START Records supplied
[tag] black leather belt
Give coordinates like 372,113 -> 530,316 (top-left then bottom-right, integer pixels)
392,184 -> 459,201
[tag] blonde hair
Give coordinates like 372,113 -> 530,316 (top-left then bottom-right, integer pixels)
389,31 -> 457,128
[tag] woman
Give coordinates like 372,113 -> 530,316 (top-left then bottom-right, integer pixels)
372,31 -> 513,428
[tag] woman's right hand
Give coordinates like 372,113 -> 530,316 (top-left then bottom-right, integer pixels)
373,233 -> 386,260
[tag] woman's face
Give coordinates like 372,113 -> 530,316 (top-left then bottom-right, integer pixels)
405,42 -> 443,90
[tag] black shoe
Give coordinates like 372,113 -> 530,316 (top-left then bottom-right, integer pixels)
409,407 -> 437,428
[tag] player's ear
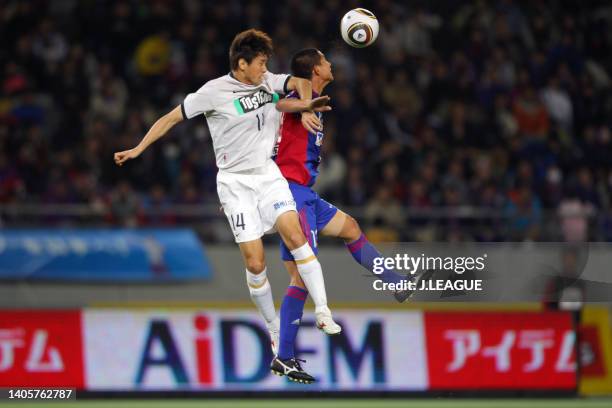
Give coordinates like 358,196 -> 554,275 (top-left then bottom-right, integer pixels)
238,58 -> 248,71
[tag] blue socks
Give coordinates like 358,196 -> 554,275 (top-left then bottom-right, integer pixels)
278,286 -> 307,360
346,233 -> 403,284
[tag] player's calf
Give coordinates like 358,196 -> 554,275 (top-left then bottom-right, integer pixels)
240,241 -> 280,351
278,283 -> 307,360
339,214 -> 361,242
276,212 -> 342,334
290,242 -> 341,335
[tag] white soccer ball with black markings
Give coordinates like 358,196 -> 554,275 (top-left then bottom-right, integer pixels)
340,8 -> 379,48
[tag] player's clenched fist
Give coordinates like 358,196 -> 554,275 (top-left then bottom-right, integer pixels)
114,148 -> 141,166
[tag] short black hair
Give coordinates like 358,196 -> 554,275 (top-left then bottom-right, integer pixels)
229,29 -> 273,70
290,48 -> 322,79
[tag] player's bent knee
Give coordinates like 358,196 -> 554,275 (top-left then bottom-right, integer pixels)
278,221 -> 308,250
344,215 -> 362,241
283,232 -> 307,250
245,259 -> 266,274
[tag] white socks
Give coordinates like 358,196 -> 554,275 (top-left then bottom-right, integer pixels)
290,243 -> 330,314
245,268 -> 279,330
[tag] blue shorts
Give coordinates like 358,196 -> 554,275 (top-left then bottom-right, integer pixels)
280,182 -> 339,261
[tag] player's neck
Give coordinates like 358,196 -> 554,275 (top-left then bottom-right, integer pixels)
312,77 -> 328,95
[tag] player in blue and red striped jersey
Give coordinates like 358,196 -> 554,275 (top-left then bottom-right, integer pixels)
269,49 -> 417,382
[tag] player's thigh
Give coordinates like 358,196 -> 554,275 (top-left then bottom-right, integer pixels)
217,173 -> 264,243
238,238 -> 266,274
320,210 -> 347,237
320,209 -> 361,240
256,167 -> 309,250
258,167 -> 297,234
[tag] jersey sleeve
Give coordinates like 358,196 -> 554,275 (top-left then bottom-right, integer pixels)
181,85 -> 216,119
264,72 -> 292,95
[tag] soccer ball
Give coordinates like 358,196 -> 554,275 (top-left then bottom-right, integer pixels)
340,8 -> 379,48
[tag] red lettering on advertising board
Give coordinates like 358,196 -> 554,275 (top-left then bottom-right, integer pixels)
424,312 -> 577,389
0,311 -> 84,387
194,314 -> 214,385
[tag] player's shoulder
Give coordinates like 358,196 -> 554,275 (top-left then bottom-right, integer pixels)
198,74 -> 232,92
263,71 -> 288,80
263,71 -> 292,90
190,75 -> 246,103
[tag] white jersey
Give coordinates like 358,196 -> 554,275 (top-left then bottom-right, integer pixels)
181,71 -> 291,172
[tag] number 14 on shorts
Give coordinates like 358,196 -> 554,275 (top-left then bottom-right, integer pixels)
231,212 -> 246,232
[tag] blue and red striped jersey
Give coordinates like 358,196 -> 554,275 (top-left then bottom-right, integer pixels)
273,91 -> 324,187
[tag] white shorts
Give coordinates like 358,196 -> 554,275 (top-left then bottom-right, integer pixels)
217,160 -> 296,243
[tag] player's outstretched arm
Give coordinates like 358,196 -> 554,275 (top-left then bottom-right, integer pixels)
285,77 -> 324,133
114,105 -> 184,166
276,95 -> 332,113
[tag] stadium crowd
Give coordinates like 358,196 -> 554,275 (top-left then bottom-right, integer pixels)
1,0 -> 611,241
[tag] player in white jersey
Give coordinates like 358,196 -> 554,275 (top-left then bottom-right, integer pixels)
113,30 -> 341,357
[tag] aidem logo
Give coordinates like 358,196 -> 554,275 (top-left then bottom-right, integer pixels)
133,315 -> 386,386
234,90 -> 279,115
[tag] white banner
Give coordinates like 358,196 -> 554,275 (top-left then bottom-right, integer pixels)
83,309 -> 428,391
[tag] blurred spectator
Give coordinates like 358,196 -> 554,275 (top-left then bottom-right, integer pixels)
0,152 -> 23,202
31,19 -> 68,67
442,157 -> 468,202
108,180 -> 141,227
406,179 -> 432,209
365,217 -> 400,243
574,167 -> 601,208
342,166 -> 366,206
401,9 -> 441,57
494,93 -> 518,138
512,85 -> 550,139
541,165 -> 564,209
142,184 -> 176,225
364,186 -> 404,242
558,189 -> 593,242
540,76 -> 573,131
380,161 -> 406,202
505,184 -> 542,240
89,63 -> 128,125
364,185 -> 404,227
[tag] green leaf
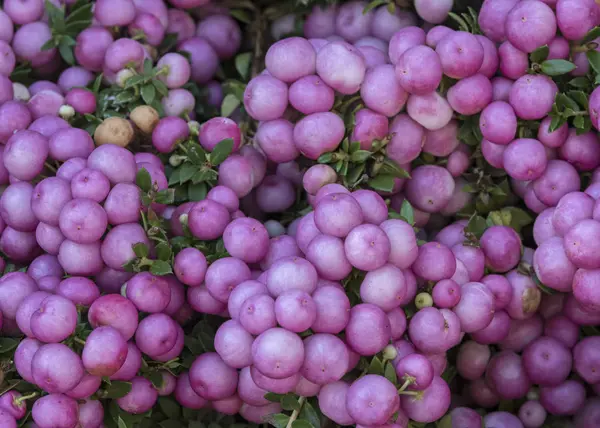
END Records supplied
Reproduce word for word, with pictures dropped, only the part of the material above that opens with the line containing "[tag] woman's face" and closes with the line containing "[tag] player's clenched fist".

[tag] woman's face
Give coordinates like 372,113 -> 530,316 (top-left then bottom-right, integer pixels)
405,42 -> 443,90
[tag] black shoe
Give coordinates like 372,113 -> 530,316 (top-left then bottom-right, integer pixels)
409,407 -> 437,428
[tag] player's ear
Give coordinates like 358,196 -> 554,275 (top-left then bottom-right, integer pixels)
238,58 -> 248,71
[tag] blue socks
Give coordinates like 358,196 -> 554,275 (top-left then bottom-right, integer pixels)
278,286 -> 307,360
346,233 -> 403,284
[tag] player's calf
Give coordinates like 358,196 -> 554,275 (top-left then bottom-right, integer pixels)
240,241 -> 280,351
278,283 -> 307,360
339,214 -> 361,242
276,212 -> 342,334
290,242 -> 341,335
[tag] white soccer ball with black markings
Give coordinates like 358,196 -> 554,275 (top-left then bottom-right, integer pixels)
340,8 -> 379,48
[tag] player's clenched fist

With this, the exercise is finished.